▶ Task
Your output should be the line with "Target: cloud layer" and all following lines of the data below, through the end, repeated exactly.

Referring expression pointing data
Segment Open
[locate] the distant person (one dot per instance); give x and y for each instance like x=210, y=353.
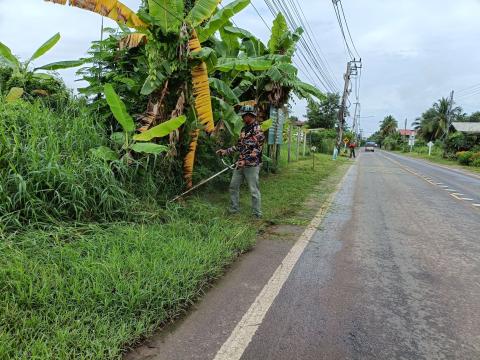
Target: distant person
x=249, y=161
x=352, y=147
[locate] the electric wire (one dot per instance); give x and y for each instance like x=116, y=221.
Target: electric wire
x=340, y=24
x=277, y=8
x=282, y=7
x=303, y=48
x=318, y=47
x=348, y=30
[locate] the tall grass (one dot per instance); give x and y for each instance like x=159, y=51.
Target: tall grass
x=47, y=172
x=88, y=292
x=91, y=291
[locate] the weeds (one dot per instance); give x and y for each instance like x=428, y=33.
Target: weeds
x=89, y=291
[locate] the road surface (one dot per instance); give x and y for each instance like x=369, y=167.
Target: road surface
x=393, y=272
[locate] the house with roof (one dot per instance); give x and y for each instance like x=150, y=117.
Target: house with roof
x=407, y=132
x=467, y=127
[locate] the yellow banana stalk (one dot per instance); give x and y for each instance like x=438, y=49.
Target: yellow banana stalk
x=189, y=159
x=201, y=88
x=113, y=9
x=132, y=40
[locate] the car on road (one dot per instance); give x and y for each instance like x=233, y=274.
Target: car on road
x=370, y=146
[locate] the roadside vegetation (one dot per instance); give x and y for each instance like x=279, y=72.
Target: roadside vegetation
x=92, y=290
x=449, y=146
x=93, y=255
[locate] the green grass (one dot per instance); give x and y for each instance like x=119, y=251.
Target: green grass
x=437, y=158
x=92, y=291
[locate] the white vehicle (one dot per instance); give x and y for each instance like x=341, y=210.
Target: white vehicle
x=370, y=146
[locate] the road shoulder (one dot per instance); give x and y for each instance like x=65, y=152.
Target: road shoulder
x=201, y=332
x=455, y=167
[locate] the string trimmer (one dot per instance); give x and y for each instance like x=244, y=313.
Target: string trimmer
x=203, y=182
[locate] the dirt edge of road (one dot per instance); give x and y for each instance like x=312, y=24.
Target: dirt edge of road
x=273, y=243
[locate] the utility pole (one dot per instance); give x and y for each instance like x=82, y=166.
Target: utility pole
x=352, y=69
x=449, y=114
x=289, y=140
x=341, y=111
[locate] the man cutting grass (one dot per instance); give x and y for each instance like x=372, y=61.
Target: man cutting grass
x=249, y=161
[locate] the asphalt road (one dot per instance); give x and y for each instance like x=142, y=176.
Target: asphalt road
x=393, y=272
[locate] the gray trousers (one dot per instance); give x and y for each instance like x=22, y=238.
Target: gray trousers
x=251, y=174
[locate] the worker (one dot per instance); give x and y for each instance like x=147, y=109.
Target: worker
x=249, y=147
x=352, y=147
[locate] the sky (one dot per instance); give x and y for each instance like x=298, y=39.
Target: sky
x=413, y=52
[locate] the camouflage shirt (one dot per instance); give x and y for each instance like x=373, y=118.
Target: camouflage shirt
x=249, y=146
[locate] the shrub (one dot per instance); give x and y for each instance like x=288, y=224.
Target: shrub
x=464, y=157
x=47, y=172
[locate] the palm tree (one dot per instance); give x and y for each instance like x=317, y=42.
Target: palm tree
x=434, y=123
x=388, y=126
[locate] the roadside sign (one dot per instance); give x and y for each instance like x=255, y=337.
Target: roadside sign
x=430, y=145
x=275, y=133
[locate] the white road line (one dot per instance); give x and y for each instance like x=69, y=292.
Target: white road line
x=243, y=333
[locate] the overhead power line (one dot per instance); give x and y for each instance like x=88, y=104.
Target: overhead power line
x=341, y=18
x=306, y=50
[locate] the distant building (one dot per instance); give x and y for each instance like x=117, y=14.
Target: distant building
x=467, y=127
x=407, y=132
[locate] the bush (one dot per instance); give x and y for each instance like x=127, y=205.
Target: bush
x=464, y=157
x=324, y=140
x=47, y=172
x=391, y=143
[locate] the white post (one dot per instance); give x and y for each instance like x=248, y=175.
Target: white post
x=304, y=142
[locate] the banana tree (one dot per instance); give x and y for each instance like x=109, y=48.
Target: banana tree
x=140, y=143
x=266, y=73
x=23, y=78
x=177, y=70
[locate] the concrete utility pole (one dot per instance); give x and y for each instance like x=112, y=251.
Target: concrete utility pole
x=449, y=114
x=352, y=69
x=341, y=111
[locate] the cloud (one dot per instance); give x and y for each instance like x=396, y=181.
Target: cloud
x=414, y=52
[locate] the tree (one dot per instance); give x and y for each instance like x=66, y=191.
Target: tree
x=19, y=79
x=388, y=126
x=324, y=114
x=474, y=117
x=433, y=123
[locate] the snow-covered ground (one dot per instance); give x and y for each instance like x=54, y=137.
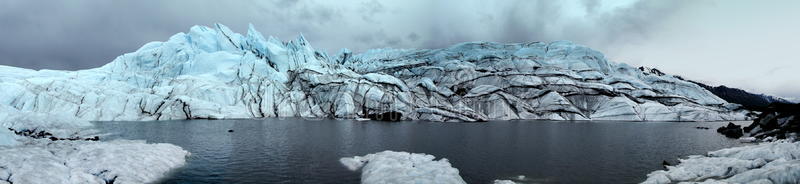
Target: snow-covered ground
x=212, y=72
x=25, y=159
x=769, y=162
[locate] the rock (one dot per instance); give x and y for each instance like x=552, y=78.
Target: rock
x=731, y=131
x=778, y=120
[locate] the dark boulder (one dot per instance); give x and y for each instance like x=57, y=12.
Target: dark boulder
x=778, y=120
x=386, y=116
x=731, y=131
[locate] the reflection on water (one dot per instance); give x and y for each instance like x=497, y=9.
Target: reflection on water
x=306, y=151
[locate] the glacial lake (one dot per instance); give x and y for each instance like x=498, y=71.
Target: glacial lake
x=308, y=151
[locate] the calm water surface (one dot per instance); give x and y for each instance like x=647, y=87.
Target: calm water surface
x=308, y=151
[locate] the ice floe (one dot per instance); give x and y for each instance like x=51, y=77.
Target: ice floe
x=402, y=167
x=770, y=162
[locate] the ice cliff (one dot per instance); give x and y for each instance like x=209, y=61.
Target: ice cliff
x=212, y=72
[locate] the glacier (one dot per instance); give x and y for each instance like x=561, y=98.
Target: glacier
x=214, y=73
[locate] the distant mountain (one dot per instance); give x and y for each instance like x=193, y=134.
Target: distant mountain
x=749, y=100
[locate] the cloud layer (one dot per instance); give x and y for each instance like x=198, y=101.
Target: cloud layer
x=667, y=34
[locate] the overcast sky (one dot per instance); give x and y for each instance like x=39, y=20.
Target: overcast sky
x=739, y=43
Segment Closed
▶ Final answer
Target: cloud layer
x=667, y=34
[locate] the overcast sky (one dot per instance); give x and y for each instance like x=39, y=20.
Target: overcast sky
x=739, y=43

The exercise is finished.